**WORK REQUIRED**
Can you render every line of the records below as a Markdown table with the columns "Row" and "Record line," numbering the rows and leaving out blank lines?

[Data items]
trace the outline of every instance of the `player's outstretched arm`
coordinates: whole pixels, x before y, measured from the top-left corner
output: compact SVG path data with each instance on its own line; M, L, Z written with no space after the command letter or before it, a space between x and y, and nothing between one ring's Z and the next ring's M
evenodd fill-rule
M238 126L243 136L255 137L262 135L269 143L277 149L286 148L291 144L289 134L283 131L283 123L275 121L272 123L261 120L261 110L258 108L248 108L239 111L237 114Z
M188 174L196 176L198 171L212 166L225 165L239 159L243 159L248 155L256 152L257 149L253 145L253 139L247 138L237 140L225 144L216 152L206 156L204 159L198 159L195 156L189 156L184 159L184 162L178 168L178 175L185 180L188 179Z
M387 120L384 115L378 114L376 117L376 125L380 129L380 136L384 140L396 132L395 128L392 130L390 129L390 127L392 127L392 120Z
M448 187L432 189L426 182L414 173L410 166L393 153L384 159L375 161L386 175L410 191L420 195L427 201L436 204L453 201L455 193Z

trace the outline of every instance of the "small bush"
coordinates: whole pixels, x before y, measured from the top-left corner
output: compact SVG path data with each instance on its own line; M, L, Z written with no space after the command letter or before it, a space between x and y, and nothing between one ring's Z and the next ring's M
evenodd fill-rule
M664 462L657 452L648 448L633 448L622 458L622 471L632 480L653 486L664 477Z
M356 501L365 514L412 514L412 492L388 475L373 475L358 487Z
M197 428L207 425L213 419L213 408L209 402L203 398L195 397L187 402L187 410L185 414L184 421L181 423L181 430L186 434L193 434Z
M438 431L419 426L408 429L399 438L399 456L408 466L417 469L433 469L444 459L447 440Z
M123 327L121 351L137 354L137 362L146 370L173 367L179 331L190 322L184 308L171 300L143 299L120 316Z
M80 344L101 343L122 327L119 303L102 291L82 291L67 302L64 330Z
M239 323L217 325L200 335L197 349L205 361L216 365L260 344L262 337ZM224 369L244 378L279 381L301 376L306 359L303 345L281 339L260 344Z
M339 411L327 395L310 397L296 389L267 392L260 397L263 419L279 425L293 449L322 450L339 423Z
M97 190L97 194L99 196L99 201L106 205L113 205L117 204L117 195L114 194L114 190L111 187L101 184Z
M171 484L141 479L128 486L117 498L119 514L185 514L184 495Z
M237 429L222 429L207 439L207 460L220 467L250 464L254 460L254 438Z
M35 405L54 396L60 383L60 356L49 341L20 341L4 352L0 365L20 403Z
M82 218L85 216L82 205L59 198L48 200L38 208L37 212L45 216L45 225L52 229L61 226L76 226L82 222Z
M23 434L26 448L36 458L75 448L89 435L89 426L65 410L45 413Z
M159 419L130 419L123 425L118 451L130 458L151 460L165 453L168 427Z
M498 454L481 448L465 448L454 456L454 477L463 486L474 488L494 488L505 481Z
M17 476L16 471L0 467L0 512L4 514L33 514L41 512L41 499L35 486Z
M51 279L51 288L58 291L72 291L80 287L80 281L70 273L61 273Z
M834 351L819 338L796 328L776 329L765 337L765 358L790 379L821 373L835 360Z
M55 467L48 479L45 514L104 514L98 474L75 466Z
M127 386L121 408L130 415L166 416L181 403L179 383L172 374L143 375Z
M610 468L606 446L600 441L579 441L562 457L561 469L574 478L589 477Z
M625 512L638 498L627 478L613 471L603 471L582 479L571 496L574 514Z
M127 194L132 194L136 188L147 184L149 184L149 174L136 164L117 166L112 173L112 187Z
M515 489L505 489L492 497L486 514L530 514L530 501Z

**ANSWER FOR THE TASK**
| Row | Record line |
|---|---|
| 1 | trace the outline of every instance of the `player's outstretched arm` |
| 2 | coordinates: whole pixels, x before y, measured from the top-left corner |
| 3 | output: compact SVG path data with each instance on its own line; M, L, Z written with no space after the command letter or before it, a space between x and y, and nothing between one ring's Z and the next ring's M |
| 4 | evenodd fill-rule |
| 5 | M238 126L243 136L255 137L262 135L269 143L277 149L286 148L291 144L289 134L283 131L283 123L275 121L272 123L261 120L261 110L258 108L248 108L239 111L237 114Z |
| 6 | M188 174L196 176L198 171L212 166L225 165L239 159L243 159L248 155L256 152L257 149L253 145L253 139L247 138L237 140L225 144L216 152L206 156L204 159L198 159L195 156L189 156L184 159L184 162L178 168L178 175L185 180L188 179Z |
| 7 | M387 120L384 115L378 114L376 117L376 125L380 129L380 136L384 140L396 132L395 128L392 130L390 129L390 127L392 127L392 120Z |
| 8 | M448 187L432 189L426 182L414 173L410 166L393 153L384 159L375 161L386 175L410 191L420 195L427 201L436 204L453 201L455 193Z |
| 9 | trace the outline of every instance of the "small bush" |
| 10 | coordinates: whole pixels, x before y, measured from the top-left corner |
| 11 | output: compact SVG path data with each instance on its own line; M, L, Z written with no space after the command letter or before it, a space between x and y, and nothing between one ring's Z and the next ring's M |
| 12 | evenodd fill-rule |
| 13 | M664 462L657 452L648 448L633 448L622 458L622 471L632 480L653 486L664 477Z |
| 14 | M356 501L365 514L412 514L412 492L388 475L373 475L358 487Z |
| 15 | M197 428L207 425L213 419L213 408L209 402L203 398L195 397L187 402L187 410L185 414L184 421L181 423L181 430L186 434L193 434Z |
| 16 | M438 431L419 426L408 429L399 438L399 456L408 466L417 469L433 469L444 459L447 440Z |
| 17 | M123 327L121 351L137 354L137 362L146 370L173 367L179 331L190 322L184 308L171 300L143 299L120 316Z |
| 18 | M80 344L101 343L122 327L119 303L102 291L82 291L67 302L64 330Z |
| 19 | M239 323L217 325L200 335L197 349L205 361L216 365L260 344L262 337ZM224 369L244 378L279 381L301 376L306 359L303 345L281 339L260 344Z |
| 20 | M339 411L327 395L310 397L296 389L267 392L260 397L263 419L279 425L293 449L322 450L339 423Z |
| 21 | M97 190L97 194L99 196L99 201L106 205L113 205L117 204L117 195L114 194L114 190L111 187L101 184Z |
| 22 | M171 484L141 479L128 486L117 498L119 514L185 514L184 495Z |
| 23 | M237 429L222 429L207 439L207 460L220 467L250 464L254 460L254 438Z |
| 24 | M35 405L54 396L60 383L60 356L49 341L20 341L4 352L0 365L20 403Z |
| 25 | M82 218L85 216L82 205L59 198L48 200L38 208L37 212L45 216L45 225L52 229L61 226L76 226L82 222Z |
| 26 | M23 434L26 448L36 458L75 448L89 435L89 426L65 410L45 413Z |
| 27 | M159 419L130 419L123 425L118 451L130 458L151 460L165 453L168 427Z |
| 28 | M498 454L481 448L465 448L454 456L454 477L463 486L474 488L494 488L505 481Z |
| 29 | M17 476L16 471L0 467L0 512L4 514L33 514L41 512L41 499L35 486Z |
| 30 | M51 279L51 288L58 291L72 291L80 287L80 281L70 273L61 273Z |
| 31 | M834 351L819 338L796 328L776 329L765 337L765 358L790 379L821 373L835 360Z |
| 32 | M55 467L48 479L45 514L104 514L98 474L75 466Z |
| 33 | M127 386L121 408L130 415L166 416L181 403L179 383L172 374L143 375Z |
| 34 | M610 468L606 446L600 441L579 441L562 457L561 469L574 478L589 477Z |
| 35 | M625 512L638 498L627 478L613 471L603 471L582 479L571 496L574 514Z |
| 36 | M127 194L132 194L136 188L147 184L149 184L149 174L136 164L117 166L112 173L112 187Z |
| 37 | M515 489L505 489L492 497L486 514L530 514L530 501Z |